**The problem**
The entries below must be retyped exactly. Pictures are to be omitted.

(Referring expression pointing data)
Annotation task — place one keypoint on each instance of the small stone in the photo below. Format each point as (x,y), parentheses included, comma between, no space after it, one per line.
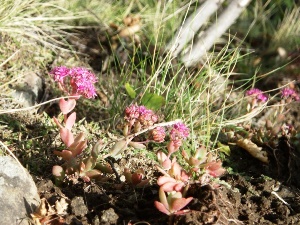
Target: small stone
(30,91)
(78,206)
(18,193)
(109,217)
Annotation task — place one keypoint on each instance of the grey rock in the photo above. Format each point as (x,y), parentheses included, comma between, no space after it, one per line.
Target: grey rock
(78,206)
(109,217)
(18,193)
(30,91)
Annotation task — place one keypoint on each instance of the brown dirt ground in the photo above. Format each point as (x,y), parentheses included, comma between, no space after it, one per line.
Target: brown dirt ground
(250,193)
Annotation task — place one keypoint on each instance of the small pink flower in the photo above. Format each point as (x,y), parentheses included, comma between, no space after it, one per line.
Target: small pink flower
(132,113)
(257,94)
(179,132)
(290,93)
(59,73)
(80,81)
(147,116)
(158,134)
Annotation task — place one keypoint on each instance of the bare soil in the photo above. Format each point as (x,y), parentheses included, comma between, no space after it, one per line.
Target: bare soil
(249,193)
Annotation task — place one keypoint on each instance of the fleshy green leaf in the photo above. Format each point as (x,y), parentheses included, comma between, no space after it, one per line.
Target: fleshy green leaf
(130,91)
(153,101)
(224,148)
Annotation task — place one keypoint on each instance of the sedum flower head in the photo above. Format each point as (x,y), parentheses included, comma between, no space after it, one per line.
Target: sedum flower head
(144,116)
(132,112)
(75,81)
(158,134)
(290,93)
(147,116)
(179,132)
(59,73)
(257,94)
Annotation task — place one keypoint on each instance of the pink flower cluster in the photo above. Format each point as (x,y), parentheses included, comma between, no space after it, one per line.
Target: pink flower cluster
(81,81)
(140,114)
(257,95)
(290,93)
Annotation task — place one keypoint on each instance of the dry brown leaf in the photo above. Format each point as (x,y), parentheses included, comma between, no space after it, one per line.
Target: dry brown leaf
(61,206)
(45,214)
(129,31)
(253,149)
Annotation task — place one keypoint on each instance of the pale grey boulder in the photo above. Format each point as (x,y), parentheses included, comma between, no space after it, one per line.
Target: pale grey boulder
(18,193)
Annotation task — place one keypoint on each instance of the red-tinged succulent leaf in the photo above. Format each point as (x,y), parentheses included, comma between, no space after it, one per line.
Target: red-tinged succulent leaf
(178,186)
(78,138)
(163,198)
(65,154)
(162,171)
(118,148)
(127,175)
(201,154)
(90,163)
(136,178)
(66,106)
(185,155)
(167,164)
(168,187)
(176,170)
(215,168)
(58,171)
(85,178)
(179,203)
(66,136)
(163,179)
(182,212)
(79,148)
(137,145)
(161,156)
(184,176)
(161,208)
(143,183)
(104,168)
(93,174)
(57,122)
(70,121)
(194,162)
(96,149)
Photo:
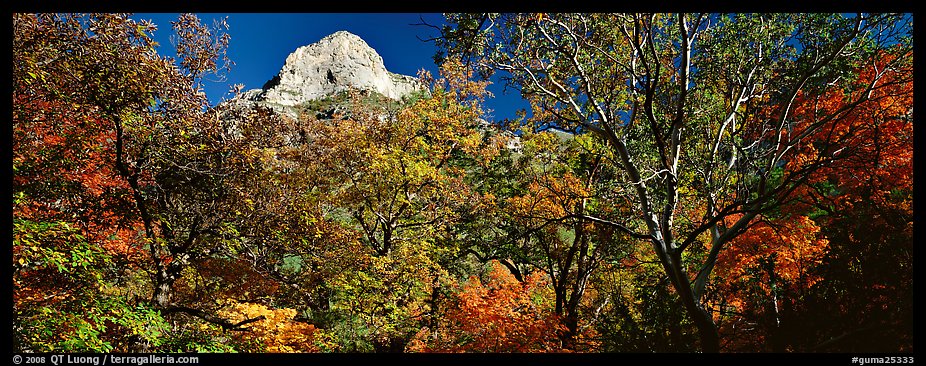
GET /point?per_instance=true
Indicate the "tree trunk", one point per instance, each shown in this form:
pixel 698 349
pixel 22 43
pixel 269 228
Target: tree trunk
pixel 707 331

**Answer below**
Annotation task — place one keypoint on each instance of the small stone in the photo below. Format each point as (x,y), parentheses included, comma between, no space after it, one per line.
Target: small stone
(30,91)
(78,206)
(18,193)
(109,217)
Annotation task — place one keypoint on each instance of the grey rock in the photo above. Format each point as (x,y), parentheses included, comma between, no space after it, one per line.
Target: grey rock
(78,206)
(109,217)
(18,193)
(30,91)
Annotation task — place one keypoint on each instance of the brown dirt ground in the photo above. Format each point as (x,y), parentheses included, comma between, no space after it, one per line.
Target: brown dirt ground
(250,193)
Annotation task — place one keypoint on each instance of the small pink flower in the photo above. Format each point as (x,y), parentheses included, comma between, no space after it, one per line.
Target: small pink flower
(132,113)
(257,94)
(179,132)
(290,93)
(59,73)
(80,81)
(147,116)
(158,134)
Annotation task — place one keypoint on each instance of the bare soil in the photo above. Format each point as (x,y), parentheses included, comma between, no space after it, one per line.
Target: bare soil
(249,193)
Annotation task — place one keypoint on each instance of the fleshy green leaf in the photo above. Format each point as (x,y), parentheses included, comma between, no space after it, one per line.
Target: fleshy green leaf
(130,91)
(153,101)
(224,148)
Annotation task — place one keypoint on each instance of the sedum flower head in the photo above. Format each point as (x,y), parentheses included, comma between, no space after it, one per line.
Target: sedum flower head
(144,116)
(132,112)
(75,81)
(158,134)
(290,93)
(147,116)
(179,132)
(59,73)
(257,94)
Annotation task — place one keypoint on each instance of the pink flower cluster in the photo above. Format each point as (x,y), parentheses included, comma between, no space after it, one per line.
Target: pink flower cluster
(81,81)
(140,114)
(257,95)
(290,93)
Annotation task — place one keypoint on each instance of the dry brown leaf in the photo above. Format each point as (x,y), parentheses included, comma between, no space after it, one per line.
Target: dry brown leaf
(61,206)
(45,214)
(129,31)
(253,149)
Annotation task — place one keypoint on each instance of the pale grey boulder in the photo above. Format each point as (x,y), parentheses included, comma between, no space after it, one per line.
Target: pale grey boulder
(18,193)
Annotation task — place one keypoint on each instance of the red-tinged succulent leaf in the photo above. Format each point as (x,y), parentheses included, comma between, no space after it, one per line.
Target: red-tinged succulent leaf
(178,186)
(78,138)
(163,198)
(65,154)
(162,171)
(118,148)
(127,175)
(201,154)
(90,163)
(136,178)
(66,106)
(185,155)
(167,164)
(168,187)
(176,170)
(215,168)
(58,171)
(85,178)
(179,203)
(66,136)
(163,179)
(182,212)
(79,148)
(137,145)
(161,156)
(184,176)
(161,208)
(143,183)
(104,168)
(93,174)
(57,122)
(70,121)
(194,162)
(96,149)
Photo:
GET /point?per_instance=true
Indicate the "tree trunk", one point per instance, each shown in this form:
pixel 698 349
pixel 22 43
pixel 269 228
Target: tree trunk
pixel 707 331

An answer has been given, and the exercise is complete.